(Detection annotation records)

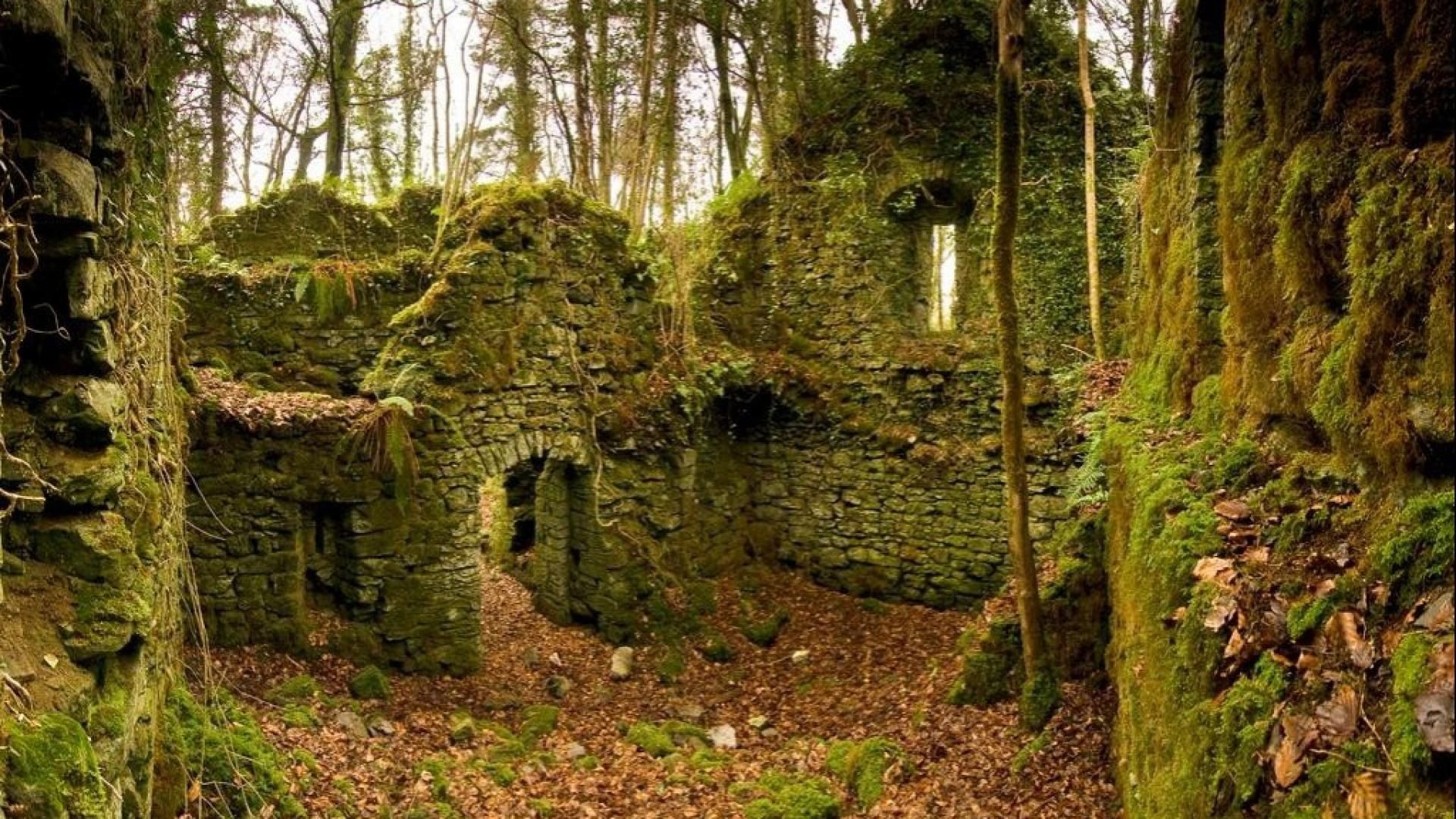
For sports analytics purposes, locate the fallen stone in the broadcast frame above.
[334,708,370,739]
[611,645,632,680]
[708,724,738,751]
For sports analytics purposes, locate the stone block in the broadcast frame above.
[65,255,117,321]
[16,140,100,224]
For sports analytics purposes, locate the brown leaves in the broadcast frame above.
[1192,557,1238,588]
[1412,642,1456,754]
[1325,610,1374,670]
[1315,685,1360,745]
[1274,714,1320,789]
[1347,771,1389,819]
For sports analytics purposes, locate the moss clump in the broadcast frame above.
[1391,634,1436,777]
[0,713,114,819]
[350,666,389,699]
[946,618,1022,707]
[264,673,323,705]
[519,705,560,748]
[1284,595,1335,640]
[1021,663,1062,732]
[1213,438,1264,490]
[738,610,789,648]
[162,686,306,817]
[824,736,915,810]
[278,704,318,729]
[626,720,711,759]
[626,723,677,759]
[738,771,843,819]
[1370,490,1456,606]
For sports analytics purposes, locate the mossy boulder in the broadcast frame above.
[0,713,118,819]
[350,666,391,699]
[738,771,843,819]
[824,736,915,810]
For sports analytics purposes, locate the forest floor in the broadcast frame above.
[212,571,1116,819]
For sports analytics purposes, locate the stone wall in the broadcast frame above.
[0,0,187,819]
[188,372,481,673]
[177,256,428,395]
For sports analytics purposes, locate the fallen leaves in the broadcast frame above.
[1325,609,1374,670]
[1347,771,1389,819]
[1315,685,1360,745]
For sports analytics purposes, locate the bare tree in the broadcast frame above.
[992,0,1056,729]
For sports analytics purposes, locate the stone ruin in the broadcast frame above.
[180,182,1065,673]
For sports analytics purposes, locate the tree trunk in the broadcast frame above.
[1124,0,1147,99]
[566,0,597,196]
[592,0,616,202]
[1078,0,1106,362]
[658,0,682,224]
[323,0,364,180]
[992,0,1046,717]
[198,0,228,215]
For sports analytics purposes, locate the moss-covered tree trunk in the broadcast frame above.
[1078,0,1106,362]
[992,0,1056,729]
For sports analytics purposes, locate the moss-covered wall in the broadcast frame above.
[1102,0,1456,816]
[1133,0,1456,476]
[0,0,187,819]
[177,253,428,395]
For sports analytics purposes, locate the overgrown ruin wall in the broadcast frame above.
[0,0,187,819]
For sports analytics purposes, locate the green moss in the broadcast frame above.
[519,705,560,748]
[1021,663,1062,732]
[1213,438,1264,490]
[1370,490,1456,606]
[738,610,789,648]
[350,666,389,699]
[0,713,114,819]
[162,686,306,817]
[657,645,687,685]
[824,736,915,810]
[1285,595,1335,640]
[264,673,323,705]
[736,771,842,819]
[278,704,318,729]
[1010,732,1051,774]
[626,723,677,758]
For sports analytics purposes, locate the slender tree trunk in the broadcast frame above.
[323,0,364,180]
[658,0,682,224]
[992,0,1046,717]
[1078,0,1106,362]
[566,0,597,196]
[497,0,541,180]
[1124,0,1147,99]
[592,0,616,202]
[840,0,864,46]
[198,0,228,215]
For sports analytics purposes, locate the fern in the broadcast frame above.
[1067,411,1106,507]
[340,395,419,497]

→ **Given instruction**:
Return every line of the listing above that contains the word "trunk".

→ **The output**:
For sports analytics purposes, locate the tree trunk in the broadcast frame above.
For sports analytics purposes, locate the moss-covered tree trunk in the broadcast frame above.
For sports analytics purposes, locate the slender tree trunk in the broadcast frame above.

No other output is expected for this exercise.